# start of DATASET RECORDS

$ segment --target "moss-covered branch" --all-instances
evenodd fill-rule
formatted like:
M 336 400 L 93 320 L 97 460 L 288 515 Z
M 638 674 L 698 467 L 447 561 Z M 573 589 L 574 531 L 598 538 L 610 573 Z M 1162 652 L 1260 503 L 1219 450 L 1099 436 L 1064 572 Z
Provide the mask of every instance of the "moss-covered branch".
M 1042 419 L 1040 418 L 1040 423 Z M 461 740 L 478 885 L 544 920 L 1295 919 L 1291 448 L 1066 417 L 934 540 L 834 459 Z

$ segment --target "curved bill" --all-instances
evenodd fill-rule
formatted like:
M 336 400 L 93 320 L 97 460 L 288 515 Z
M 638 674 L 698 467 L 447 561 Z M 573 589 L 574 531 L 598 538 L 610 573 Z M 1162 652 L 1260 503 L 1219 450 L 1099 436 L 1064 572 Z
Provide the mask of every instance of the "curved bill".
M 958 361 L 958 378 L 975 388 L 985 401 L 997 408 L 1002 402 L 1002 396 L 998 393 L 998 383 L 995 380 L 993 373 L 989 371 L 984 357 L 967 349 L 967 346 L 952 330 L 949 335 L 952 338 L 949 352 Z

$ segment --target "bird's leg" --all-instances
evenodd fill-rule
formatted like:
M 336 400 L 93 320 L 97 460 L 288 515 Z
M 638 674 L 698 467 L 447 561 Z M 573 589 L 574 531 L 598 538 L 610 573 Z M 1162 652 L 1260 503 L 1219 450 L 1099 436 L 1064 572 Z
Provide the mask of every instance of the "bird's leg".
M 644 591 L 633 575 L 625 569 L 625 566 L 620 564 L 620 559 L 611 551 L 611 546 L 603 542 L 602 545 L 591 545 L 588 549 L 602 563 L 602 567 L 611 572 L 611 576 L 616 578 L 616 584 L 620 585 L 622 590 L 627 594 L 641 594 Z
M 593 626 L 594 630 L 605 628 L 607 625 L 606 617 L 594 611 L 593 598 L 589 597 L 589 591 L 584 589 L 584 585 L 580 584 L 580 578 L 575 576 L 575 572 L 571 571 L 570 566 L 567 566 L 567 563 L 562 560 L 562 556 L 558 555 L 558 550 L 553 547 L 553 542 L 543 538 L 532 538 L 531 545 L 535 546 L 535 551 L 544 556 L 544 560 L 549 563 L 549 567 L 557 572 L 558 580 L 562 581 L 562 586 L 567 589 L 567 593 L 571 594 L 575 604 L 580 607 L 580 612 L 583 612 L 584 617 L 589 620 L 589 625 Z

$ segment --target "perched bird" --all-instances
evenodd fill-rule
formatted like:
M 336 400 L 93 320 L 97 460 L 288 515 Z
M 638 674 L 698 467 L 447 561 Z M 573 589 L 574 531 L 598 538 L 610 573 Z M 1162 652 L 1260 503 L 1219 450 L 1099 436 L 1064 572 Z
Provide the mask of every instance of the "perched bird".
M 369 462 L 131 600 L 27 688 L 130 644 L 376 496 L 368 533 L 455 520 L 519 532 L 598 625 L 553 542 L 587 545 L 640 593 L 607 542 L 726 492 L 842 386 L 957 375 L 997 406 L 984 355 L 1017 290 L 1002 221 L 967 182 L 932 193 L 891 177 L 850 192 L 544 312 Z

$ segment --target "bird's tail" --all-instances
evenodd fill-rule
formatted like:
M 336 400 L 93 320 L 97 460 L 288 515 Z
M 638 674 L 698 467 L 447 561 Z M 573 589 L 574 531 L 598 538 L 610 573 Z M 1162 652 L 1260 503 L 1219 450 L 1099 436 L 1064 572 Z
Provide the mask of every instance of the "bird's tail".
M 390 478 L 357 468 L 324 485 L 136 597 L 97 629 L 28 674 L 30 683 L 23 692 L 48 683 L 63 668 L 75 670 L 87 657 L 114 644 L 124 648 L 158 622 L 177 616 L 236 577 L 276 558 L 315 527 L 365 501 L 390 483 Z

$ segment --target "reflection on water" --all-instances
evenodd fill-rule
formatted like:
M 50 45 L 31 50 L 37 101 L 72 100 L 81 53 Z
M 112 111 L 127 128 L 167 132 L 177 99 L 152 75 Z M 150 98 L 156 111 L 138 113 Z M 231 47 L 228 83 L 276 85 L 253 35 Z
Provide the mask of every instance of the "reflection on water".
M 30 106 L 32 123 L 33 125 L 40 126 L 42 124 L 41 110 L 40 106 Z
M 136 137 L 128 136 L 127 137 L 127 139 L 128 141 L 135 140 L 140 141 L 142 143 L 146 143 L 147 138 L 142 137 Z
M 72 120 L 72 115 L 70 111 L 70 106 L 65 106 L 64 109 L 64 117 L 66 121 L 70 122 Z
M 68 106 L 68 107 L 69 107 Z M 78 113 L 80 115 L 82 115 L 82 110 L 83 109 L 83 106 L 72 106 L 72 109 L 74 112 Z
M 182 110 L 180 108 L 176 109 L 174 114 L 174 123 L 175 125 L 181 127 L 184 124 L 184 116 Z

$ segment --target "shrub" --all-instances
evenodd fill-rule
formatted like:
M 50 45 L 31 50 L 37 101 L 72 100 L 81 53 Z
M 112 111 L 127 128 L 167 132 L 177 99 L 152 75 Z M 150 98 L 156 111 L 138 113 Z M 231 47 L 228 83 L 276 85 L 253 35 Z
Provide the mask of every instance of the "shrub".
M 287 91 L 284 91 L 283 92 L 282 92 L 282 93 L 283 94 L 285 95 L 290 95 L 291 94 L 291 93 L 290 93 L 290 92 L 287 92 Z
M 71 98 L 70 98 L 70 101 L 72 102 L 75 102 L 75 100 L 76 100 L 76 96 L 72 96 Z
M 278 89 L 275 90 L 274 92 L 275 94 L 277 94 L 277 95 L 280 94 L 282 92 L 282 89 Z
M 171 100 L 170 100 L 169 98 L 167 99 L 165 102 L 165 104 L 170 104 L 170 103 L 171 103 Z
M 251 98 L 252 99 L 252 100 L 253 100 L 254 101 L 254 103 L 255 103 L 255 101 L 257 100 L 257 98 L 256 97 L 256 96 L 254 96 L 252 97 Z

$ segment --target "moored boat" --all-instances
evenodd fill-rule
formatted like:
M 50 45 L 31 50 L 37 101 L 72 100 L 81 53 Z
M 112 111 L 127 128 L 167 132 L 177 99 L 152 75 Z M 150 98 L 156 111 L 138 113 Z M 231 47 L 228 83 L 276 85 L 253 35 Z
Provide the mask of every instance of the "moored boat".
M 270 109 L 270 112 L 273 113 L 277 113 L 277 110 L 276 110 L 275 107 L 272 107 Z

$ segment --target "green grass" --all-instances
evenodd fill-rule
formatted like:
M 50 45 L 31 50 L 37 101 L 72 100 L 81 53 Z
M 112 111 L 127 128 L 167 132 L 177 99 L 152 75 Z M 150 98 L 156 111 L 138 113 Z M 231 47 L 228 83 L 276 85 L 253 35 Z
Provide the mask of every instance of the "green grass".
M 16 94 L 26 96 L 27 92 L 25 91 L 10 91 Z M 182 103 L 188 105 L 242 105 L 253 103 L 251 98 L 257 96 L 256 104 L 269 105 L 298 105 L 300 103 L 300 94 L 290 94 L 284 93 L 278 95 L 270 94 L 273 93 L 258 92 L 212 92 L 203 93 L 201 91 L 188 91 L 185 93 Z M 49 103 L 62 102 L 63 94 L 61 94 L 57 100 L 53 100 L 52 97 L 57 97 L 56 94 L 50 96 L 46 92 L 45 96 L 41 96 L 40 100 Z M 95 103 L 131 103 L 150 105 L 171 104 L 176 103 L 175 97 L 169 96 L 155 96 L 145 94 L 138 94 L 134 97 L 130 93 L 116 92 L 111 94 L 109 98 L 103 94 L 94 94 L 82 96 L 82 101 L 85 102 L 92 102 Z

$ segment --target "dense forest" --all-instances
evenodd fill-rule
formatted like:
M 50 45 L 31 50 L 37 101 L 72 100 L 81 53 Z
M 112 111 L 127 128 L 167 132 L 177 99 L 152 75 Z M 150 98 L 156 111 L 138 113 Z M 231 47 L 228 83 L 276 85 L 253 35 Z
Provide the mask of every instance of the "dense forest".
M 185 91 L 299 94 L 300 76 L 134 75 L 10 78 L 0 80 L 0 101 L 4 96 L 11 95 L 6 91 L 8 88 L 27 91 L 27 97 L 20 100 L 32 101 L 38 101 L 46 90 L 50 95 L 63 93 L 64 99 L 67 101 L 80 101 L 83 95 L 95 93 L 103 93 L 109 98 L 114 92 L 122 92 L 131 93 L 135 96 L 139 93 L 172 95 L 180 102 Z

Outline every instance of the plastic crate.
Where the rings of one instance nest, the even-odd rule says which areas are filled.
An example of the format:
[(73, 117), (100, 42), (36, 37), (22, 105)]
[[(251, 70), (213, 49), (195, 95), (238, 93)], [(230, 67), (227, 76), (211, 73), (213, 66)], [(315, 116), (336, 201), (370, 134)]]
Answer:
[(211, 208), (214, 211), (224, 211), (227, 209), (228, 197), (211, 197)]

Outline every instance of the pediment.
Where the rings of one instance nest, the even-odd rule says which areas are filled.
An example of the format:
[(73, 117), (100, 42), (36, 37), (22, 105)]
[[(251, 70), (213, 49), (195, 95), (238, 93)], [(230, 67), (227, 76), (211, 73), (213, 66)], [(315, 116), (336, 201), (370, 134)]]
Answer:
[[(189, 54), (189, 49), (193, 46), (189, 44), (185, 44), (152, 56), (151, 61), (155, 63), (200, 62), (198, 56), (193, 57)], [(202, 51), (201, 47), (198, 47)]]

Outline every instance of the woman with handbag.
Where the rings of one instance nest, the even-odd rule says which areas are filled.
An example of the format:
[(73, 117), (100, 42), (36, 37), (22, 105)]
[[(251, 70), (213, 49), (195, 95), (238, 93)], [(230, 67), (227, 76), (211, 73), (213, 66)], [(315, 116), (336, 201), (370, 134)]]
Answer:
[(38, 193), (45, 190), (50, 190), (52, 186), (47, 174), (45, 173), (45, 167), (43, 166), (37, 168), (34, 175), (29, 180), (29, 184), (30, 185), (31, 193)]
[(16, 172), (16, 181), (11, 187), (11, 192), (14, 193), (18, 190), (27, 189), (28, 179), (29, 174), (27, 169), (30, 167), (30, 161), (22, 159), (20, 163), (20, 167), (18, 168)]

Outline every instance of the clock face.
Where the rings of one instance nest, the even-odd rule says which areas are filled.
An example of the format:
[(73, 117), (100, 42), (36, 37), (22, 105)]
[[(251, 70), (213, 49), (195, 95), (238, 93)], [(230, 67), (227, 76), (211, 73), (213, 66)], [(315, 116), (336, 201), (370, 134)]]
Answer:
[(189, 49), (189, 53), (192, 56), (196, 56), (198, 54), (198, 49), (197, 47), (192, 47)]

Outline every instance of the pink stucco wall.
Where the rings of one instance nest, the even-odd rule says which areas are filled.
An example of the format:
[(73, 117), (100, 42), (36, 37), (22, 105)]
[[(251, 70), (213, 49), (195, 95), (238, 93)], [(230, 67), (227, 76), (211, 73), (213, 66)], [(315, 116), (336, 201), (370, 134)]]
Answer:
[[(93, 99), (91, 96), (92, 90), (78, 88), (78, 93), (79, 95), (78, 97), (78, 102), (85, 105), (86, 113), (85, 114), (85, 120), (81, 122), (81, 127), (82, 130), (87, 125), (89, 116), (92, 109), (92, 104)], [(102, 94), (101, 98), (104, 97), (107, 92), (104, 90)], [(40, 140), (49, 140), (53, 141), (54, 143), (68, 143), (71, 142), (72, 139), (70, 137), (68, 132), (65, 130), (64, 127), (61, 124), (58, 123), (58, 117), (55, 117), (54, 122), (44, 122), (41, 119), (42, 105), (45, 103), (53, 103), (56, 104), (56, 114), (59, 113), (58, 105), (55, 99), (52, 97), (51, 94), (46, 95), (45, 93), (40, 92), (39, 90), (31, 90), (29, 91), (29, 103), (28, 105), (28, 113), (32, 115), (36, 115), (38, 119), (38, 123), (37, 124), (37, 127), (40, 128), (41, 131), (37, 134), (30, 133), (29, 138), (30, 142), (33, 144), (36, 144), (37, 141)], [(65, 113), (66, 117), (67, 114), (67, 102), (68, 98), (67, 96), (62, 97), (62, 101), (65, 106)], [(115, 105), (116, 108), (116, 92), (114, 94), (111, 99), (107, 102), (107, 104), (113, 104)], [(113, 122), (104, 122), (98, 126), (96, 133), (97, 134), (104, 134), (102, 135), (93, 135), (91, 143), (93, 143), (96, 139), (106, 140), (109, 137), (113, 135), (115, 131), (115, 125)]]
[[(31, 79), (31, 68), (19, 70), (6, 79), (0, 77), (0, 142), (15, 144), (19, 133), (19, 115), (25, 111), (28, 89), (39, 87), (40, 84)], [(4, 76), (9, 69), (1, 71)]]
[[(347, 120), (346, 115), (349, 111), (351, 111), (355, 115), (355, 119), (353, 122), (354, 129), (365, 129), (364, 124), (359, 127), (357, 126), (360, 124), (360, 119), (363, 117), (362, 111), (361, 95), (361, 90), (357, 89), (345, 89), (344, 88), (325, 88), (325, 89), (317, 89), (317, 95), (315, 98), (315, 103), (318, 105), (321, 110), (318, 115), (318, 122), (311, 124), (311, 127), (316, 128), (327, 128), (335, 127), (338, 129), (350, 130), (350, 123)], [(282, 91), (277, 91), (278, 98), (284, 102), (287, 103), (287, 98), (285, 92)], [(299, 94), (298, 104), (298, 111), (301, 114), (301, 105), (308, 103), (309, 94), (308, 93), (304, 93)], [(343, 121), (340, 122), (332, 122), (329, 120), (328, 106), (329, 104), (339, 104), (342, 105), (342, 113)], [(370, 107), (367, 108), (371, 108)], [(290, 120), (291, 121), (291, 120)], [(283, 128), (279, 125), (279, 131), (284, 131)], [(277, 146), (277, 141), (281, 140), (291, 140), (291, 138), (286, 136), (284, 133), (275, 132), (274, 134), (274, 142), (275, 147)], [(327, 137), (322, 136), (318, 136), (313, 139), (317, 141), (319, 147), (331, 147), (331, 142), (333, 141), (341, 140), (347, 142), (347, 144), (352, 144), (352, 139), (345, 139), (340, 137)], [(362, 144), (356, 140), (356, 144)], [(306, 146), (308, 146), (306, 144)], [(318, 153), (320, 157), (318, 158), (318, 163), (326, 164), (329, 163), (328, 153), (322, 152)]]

# end of DATASET RECORDS

◆ **EXERCISE AIM**
Turn the stretch of lines above, from the one containing "Outline every instance of the woman" through the one containing "47), (192, 47)]", into a numbered list, leaving out any blank lines.

◆ **OUTPUT FOR THIS EXERCISE**
1. Outline every instance of the woman with handbag.
2. Where the rings of one instance nest, the even-odd rule says which areas are filled.
3. An example of the format:
4. [(73, 117), (100, 42), (36, 37), (22, 105)]
5. [[(251, 70), (213, 49), (195, 95), (238, 93)], [(230, 67), (227, 76), (211, 73), (213, 66)], [(315, 116), (336, 201), (370, 134)]]
6. Answer:
7. [(38, 193), (45, 190), (50, 190), (52, 186), (47, 174), (45, 173), (45, 167), (43, 166), (37, 168), (34, 175), (29, 180), (29, 184), (30, 185), (31, 193)]
8. [(16, 172), (16, 181), (11, 187), (11, 192), (14, 193), (18, 190), (27, 189), (28, 179), (29, 174), (27, 169), (30, 167), (30, 161), (22, 159), (20, 163), (20, 167), (18, 168)]
9. Outline every instance of the clock face.
10. Where the rings of one instance nest, the even-odd rule says which areas are filled.
11. An example of the format:
12. [(73, 117), (100, 42), (36, 37), (22, 105)]
13. [[(251, 70), (213, 49), (195, 95), (238, 93)], [(230, 67), (227, 76), (211, 73), (213, 66)], [(315, 116), (336, 201), (370, 134)]]
14. Answer:
15. [(189, 49), (189, 53), (192, 56), (196, 56), (198, 54), (198, 49), (197, 47), (192, 47)]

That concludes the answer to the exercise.